Available data:
╭──
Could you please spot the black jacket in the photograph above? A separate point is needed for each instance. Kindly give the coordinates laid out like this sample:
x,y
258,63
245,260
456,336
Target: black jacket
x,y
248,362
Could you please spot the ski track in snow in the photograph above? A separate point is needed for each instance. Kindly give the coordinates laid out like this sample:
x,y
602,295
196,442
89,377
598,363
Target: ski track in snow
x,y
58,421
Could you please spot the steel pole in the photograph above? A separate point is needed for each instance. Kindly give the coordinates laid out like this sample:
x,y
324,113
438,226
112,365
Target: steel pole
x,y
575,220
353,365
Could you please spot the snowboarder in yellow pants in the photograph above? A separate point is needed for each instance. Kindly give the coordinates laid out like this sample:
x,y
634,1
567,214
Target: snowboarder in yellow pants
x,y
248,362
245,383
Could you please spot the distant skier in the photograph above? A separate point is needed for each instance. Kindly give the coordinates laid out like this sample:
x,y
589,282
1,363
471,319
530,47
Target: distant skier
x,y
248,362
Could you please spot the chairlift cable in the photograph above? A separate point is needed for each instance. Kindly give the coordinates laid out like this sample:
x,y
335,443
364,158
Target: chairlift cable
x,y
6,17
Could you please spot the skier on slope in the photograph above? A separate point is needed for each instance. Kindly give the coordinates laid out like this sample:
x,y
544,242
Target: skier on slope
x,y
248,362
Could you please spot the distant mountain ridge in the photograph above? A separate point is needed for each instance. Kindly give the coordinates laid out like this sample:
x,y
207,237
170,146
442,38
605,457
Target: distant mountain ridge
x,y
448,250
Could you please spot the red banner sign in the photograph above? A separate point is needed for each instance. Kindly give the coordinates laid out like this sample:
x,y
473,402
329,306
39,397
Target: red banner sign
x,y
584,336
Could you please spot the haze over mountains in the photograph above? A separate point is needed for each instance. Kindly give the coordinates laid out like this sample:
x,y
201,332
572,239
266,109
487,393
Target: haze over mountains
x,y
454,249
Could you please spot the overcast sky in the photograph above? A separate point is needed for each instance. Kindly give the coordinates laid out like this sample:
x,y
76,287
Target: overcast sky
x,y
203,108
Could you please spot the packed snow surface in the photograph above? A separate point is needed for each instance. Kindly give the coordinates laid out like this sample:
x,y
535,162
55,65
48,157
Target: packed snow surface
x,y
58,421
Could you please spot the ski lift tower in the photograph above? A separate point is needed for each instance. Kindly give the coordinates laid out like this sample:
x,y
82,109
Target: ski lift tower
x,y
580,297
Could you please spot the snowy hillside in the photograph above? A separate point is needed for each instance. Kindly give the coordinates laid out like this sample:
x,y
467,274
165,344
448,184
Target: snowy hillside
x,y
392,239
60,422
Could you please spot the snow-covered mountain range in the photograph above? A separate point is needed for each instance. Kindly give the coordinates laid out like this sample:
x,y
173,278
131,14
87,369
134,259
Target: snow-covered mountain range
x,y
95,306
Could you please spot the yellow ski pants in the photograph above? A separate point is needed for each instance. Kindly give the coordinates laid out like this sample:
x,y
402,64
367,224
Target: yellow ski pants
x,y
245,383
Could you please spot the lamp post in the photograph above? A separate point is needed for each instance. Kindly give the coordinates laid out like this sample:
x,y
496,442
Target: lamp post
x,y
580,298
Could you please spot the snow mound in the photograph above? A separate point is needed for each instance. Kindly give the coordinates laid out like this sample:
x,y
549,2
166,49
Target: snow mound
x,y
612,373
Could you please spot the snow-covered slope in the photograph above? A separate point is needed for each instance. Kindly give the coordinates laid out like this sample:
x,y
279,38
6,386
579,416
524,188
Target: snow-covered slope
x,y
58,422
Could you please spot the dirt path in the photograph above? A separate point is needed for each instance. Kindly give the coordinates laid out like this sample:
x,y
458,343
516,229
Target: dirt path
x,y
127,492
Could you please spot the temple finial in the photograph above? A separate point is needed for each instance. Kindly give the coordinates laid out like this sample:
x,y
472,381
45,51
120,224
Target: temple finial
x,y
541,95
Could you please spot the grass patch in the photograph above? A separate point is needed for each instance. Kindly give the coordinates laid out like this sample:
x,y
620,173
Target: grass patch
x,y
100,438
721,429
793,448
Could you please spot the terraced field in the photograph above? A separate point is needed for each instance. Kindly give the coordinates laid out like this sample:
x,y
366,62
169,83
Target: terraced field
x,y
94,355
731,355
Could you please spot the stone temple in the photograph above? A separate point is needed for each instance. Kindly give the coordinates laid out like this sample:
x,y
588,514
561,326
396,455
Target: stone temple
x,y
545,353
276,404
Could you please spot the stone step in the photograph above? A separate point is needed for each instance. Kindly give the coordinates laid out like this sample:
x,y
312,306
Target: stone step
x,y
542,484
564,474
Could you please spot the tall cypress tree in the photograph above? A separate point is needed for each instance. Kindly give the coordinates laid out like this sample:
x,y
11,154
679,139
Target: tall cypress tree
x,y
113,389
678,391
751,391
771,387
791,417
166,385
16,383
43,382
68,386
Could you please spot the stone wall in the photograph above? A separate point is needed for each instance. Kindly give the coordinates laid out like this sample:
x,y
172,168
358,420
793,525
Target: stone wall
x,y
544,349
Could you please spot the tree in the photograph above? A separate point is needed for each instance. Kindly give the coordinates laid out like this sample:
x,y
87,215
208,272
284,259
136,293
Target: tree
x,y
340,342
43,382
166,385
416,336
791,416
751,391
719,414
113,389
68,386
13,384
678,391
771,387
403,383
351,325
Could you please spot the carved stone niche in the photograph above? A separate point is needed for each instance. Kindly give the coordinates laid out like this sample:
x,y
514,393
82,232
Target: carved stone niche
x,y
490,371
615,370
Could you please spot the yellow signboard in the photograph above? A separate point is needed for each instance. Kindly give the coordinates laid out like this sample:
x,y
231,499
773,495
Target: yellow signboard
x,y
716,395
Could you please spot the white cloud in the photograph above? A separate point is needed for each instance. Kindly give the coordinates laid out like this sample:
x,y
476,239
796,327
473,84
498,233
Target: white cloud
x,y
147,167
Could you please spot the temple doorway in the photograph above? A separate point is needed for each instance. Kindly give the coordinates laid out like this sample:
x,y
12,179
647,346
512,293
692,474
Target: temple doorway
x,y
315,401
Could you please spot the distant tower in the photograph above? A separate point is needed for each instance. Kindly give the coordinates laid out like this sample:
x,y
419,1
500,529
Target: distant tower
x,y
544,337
╰──
Exercise prompt: Reproduce the records above exactly.

Expected answer:
Could you please spot the black jacket in the photograph above? A separate point is needed for each instance. Kindly give the coordinates laid out like this sample:
x,y
258,63
245,260
456,336
Target: black jacket
x,y
248,362
Could you please spot the ski track in snow in the photograph above? A separate point is needed for each instance. Kindly give the coordinates laid out like this sample:
x,y
602,295
196,442
89,377
598,363
Target: ski track in snow
x,y
58,421
Could you please spot the steel pole in the photograph above? A separate point is needed for each instance. Kindly give the coordinates laid out like this sample:
x,y
324,113
438,226
112,365
Target: steel pole
x,y
575,220
353,365
Could you please spot the snowboarder in yellow pants in the photograph above? A separate point is needed for each instance. Kindly give the coordinates laid out like this sample:
x,y
634,1
567,214
Target: snowboarder in yellow pants
x,y
248,362
245,383
Could you please spot the distant skier in the photograph above? A separate point is needed for each instance. Kindly give the coordinates laid out like this sample:
x,y
589,282
1,363
471,319
530,47
Target: distant skier
x,y
248,362
Could you please spot the chairlift cable in the photograph above? A separate point is needed for each instance. Kindly give the coordinates laid out like this sample:
x,y
335,443
364,158
Target: chairlift cable
x,y
6,17
Could you please spot the skier on slope in the photograph above? A separate point is needed for each instance. Kindly give the coordinates laid out like this sample:
x,y
544,242
Target: skier on slope
x,y
248,362
Could you please spot the distant mountain ridge in the photograph above? A separate point is needed for each instance. Kindly give the coordinates laid out like this sample:
x,y
207,237
170,146
442,38
605,457
Target: distant mountain ridge
x,y
448,250
Could you please spot the red banner sign in the photograph above? A separate point is needed for each instance. Kindly give the coordinates laid out like this sample:
x,y
473,402
329,306
39,397
Target: red banner sign
x,y
584,336
Could you please spot the haze over mountains in the photograph above? A separate point is needed for each instance. Kindly give the coordinates laid out like this sample:
x,y
201,332
572,239
266,109
487,393
Target: haze over mountains
x,y
454,249
Could you please spot the overcast sky in the photograph above? A separate point is needed for each instance. Kindly give the coordinates laid out like this sample:
x,y
76,287
Target: overcast sky
x,y
203,108
Could you please spot the packed snow surface in the photograph above? A separate point is needed for each instance. Kindly give the coordinates laid out like this sample:
x,y
535,162
55,65
48,157
Target: packed snow surface
x,y
58,421
Could you please spot the ski lift tower in the photograph above? A separate point is needed for each instance. Kindly give the coordinates laid out like this sample:
x,y
82,109
Target: ski lift tower
x,y
580,297
Could you please spot the snowy hillside in the photograph above? A separate point is needed for each instance. Kindly give the coordinates laid out like this sample:
x,y
467,274
165,344
448,184
Target: snowy hillside
x,y
392,239
60,422
Could you please spot the snow-covered mountain range in the photograph above? A separate point is needed for each instance. Kindly give the coordinates laid out like this sample:
x,y
173,278
131,14
87,369
134,259
Target: snow-covered mountain range
x,y
95,306
Could you please spot the yellow ski pants in the photograph above? A separate point is needed for each instance. Kindly give the coordinates laid out like this sample:
x,y
402,64
367,224
Target: yellow ski pants
x,y
245,383
Could you please spot the lamp post in the photograph above? A separate point is needed for each instance. Kindly give the coordinates laid out like this sample:
x,y
496,442
Target: lamp post
x,y
580,298
Could you please spot the snow mound in the photograph above? A separate point is needed for each instance. Kindly give the coordinates laid out like this sample:
x,y
549,2
166,49
Target: snow mound
x,y
612,373
Could you please spot the snow-covered slope in the photograph above? A separate point is needed for each instance. Kindly give the coordinates laid out like this sample:
x,y
279,38
6,386
579,416
524,188
Target: snow-covered slope
x,y
58,422
Could you please spot the dirt path in the photograph above? A separate point is needed for each instance. Kindly give the coordinates laid out like this sample:
x,y
458,343
516,229
Target: dirt path
x,y
127,492
Could you please spot the temple finial in the photograph above? A separate point is needed for each instance. Kindly give the coordinates laid out like this sample:
x,y
472,381
45,51
120,224
Target: temple finial
x,y
541,95
Could you please spot the grass patch in the photograph above? A separate point is needed for each instance. Kindly give the coordinates laid out like this sample:
x,y
620,173
Target: grass patch
x,y
100,438
721,429
793,448
Could you please spot the terraced field in the photograph above? A separate point is needed for each instance. Kindly give the coordinates laid out like this sample:
x,y
366,62
169,83
Target: terraced field
x,y
94,355
731,355
Could you please spot the stone temple in the photograph above? A separate point is needed for each instance. Kindly give the coordinates laid out like this sample:
x,y
588,514
561,326
396,455
Target: stone temple
x,y
545,353
276,404
Could you please spot the stone step in the photograph above? A separate point is needed for each instance. Kindly give the coordinates laid out like this sample:
x,y
312,306
Target: stone step
x,y
542,484
564,474
Could you please spot the tall cypress tree in the photograph above? A separate point is needed for each instance. Kindly give the coordinates laid out like this sample:
x,y
11,154
679,139
Target: tall cypress tree
x,y
113,389
678,391
751,391
771,387
791,417
166,385
16,383
43,382
68,386
Could you please spot the stone wall in the photograph above? A separate point is needed for each instance. Kindly give the coordinates laid out like this sample:
x,y
172,168
358,420
793,525
Target: stone wall
x,y
544,349
Could you please spot the tree in the photograph above? A separate point is needed for each instance. Kindly give the coordinates laid out like this sample:
x,y
87,215
208,272
284,259
136,293
Target: tree
x,y
340,342
43,382
166,385
416,336
791,416
751,391
719,414
113,389
68,386
13,384
678,391
771,387
403,383
351,325
Could you please spot the carved stone niche in the photograph above? A separate point is needed for each instance. Kindly give the coordinates laid out like this sample:
x,y
514,393
82,232
Target: carved stone niche
x,y
490,371
615,370
Could you please spot the yellow signboard in the photograph above? A separate point is needed for each instance. Kindly give the coordinates laid out like this sample:
x,y
231,499
773,495
Target: yellow signboard
x,y
716,395
Could you please spot the white cloud in the photograph above? A separate point is needed for each instance. Kindly give the coordinates laid out like this sample:
x,y
476,239
796,327
473,84
498,233
Target: white cloud
x,y
147,167
Could you please spot the temple doorway in the photograph above? A separate point is needed for each instance. Kindly give the coordinates laid out like this sample:
x,y
12,179
647,346
512,293
692,474
Target: temple doorway
x,y
315,401
Could you please spot the distant tower in the photograph above? A separate point is needed for each instance. Kindly give the coordinates laid out like this sample:
x,y
419,1
500,529
Target: distant tower
x,y
544,337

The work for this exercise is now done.